## Brief
Starting at the line that contains "of the hull" and ending at the last line of the rows, present the lines as a Markdown table with the columns Number and Line, numbering them in order and leaving out blank lines.
• • • • •
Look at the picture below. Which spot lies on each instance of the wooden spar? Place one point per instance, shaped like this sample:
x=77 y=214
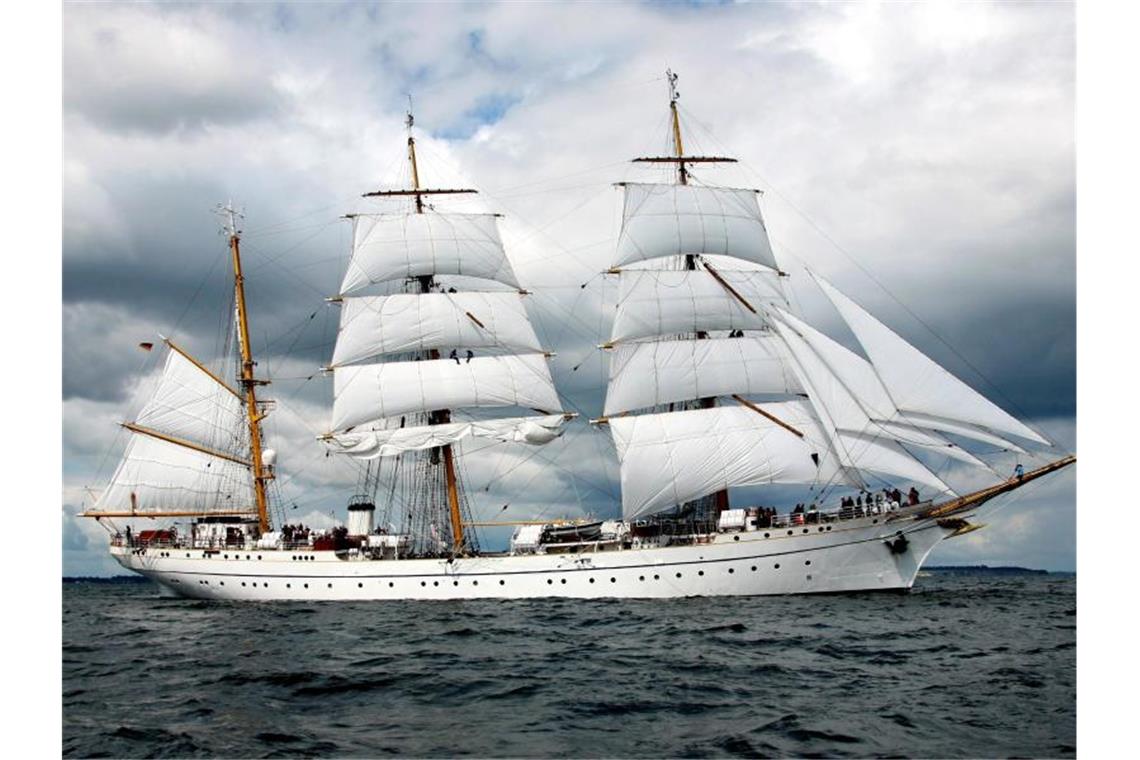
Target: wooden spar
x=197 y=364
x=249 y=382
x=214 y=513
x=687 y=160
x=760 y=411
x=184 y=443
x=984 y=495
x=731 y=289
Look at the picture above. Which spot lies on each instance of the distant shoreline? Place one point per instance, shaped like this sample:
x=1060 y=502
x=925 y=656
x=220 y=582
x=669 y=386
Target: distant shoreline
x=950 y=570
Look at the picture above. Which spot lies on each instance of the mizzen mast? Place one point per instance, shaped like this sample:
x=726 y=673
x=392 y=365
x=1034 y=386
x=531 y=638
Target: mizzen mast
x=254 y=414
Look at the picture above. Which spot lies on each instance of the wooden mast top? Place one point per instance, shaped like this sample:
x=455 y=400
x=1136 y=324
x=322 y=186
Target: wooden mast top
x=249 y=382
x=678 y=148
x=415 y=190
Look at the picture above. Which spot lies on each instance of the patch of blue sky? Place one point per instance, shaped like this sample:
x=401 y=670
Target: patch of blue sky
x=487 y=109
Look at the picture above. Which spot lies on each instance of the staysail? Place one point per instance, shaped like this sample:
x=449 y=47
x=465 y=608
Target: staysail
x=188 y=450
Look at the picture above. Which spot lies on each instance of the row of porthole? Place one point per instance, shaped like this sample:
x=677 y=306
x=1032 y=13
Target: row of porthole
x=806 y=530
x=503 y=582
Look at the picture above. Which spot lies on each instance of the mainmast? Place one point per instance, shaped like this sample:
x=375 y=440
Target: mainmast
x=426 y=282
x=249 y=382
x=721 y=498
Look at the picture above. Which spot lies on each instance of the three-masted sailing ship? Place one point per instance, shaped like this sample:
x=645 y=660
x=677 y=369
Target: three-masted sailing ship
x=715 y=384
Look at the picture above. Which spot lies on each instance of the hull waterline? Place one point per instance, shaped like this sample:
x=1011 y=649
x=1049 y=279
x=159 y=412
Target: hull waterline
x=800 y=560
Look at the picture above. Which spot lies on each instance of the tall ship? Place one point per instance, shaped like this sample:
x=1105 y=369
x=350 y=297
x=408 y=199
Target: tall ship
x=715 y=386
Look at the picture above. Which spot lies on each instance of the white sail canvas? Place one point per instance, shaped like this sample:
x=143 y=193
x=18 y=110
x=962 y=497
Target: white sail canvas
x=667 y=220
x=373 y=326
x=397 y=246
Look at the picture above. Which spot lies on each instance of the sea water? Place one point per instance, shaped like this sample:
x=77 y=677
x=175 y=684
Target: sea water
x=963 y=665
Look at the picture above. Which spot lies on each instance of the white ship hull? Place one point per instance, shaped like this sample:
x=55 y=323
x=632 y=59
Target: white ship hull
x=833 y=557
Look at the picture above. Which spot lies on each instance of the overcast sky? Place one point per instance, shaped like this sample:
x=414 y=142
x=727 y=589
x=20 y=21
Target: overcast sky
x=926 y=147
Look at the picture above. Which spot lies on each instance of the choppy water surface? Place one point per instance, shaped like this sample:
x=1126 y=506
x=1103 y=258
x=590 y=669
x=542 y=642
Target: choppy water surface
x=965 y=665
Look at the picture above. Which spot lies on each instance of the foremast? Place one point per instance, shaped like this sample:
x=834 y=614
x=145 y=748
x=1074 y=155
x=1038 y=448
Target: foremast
• • • • •
## Response for this exercise
| Number | Line |
|---|---|
| 1 | Look at the picture above. Which spot lies on each instance of the hull waterline? Place one point per instance, shaped like this sample: |
| 2 | x=1011 y=649 |
| 3 | x=1049 y=279 |
| 4 | x=159 y=412 |
| 5 | Target: hull waterline |
| 6 | x=800 y=560 |
| 7 | Look at the picture above. Which spot lies on each instance of the tall ship? Place one point per instance, shaped like this sample: |
| 8 | x=1105 y=369 |
| 9 | x=350 y=297 |
| 10 | x=408 y=199 |
| 11 | Target: tall ship |
| 12 | x=715 y=386 |
| 13 | Look at the picture above. Which spot lies on each instance of the white sail canvas? Place one point per instance, shaped like this sample: |
| 14 | x=143 y=193 |
| 15 | x=18 y=110 |
| 16 | x=962 y=497 |
| 17 | Target: white sail canvas |
| 18 | x=667 y=220 |
| 19 | x=373 y=326 |
| 20 | x=397 y=246 |
| 21 | Look at the picture above. Which spot lies on each instance of the sea water? Place one point per instance, shaped like this sample: |
| 22 | x=77 y=677 |
| 23 | x=175 y=684 |
| 24 | Target: sea water |
| 25 | x=963 y=665 |
| 26 | Look at the picture above. Which spot lies on each instance of the white ship hull? Place one point per instance, shaped like this sample: |
| 27 | x=55 y=323 |
| 28 | x=632 y=59 |
| 29 | Target: white ship hull |
| 30 | x=833 y=557 |
| 31 | Look at the picture above. Which spot lies on each instance of the overcast sky? Place one point per instance, shaped like this sample: |
| 32 | x=414 y=142 |
| 33 | x=727 y=589 |
| 34 | x=20 y=21 |
| 35 | Target: overcast sky |
| 36 | x=926 y=147 |
| 37 | Look at the picture above. Which spot lies on each instance of the choppy water surface? Place one point per instance, shaped like this sample: |
| 38 | x=1126 y=506 |
| 39 | x=1103 y=258 |
| 40 | x=590 y=669 |
| 41 | x=542 y=642 |
| 42 | Target: choppy water surface |
| 43 | x=965 y=665 |
| 44 | Look at the picture above. Which spot lies on each instance of the foremast? Place one point per instance, shaped like this sample: |
| 45 | x=834 y=614 |
| 46 | x=145 y=748 |
| 47 | x=1074 y=155 |
| 48 | x=1038 y=448 |
| 49 | Target: foremast |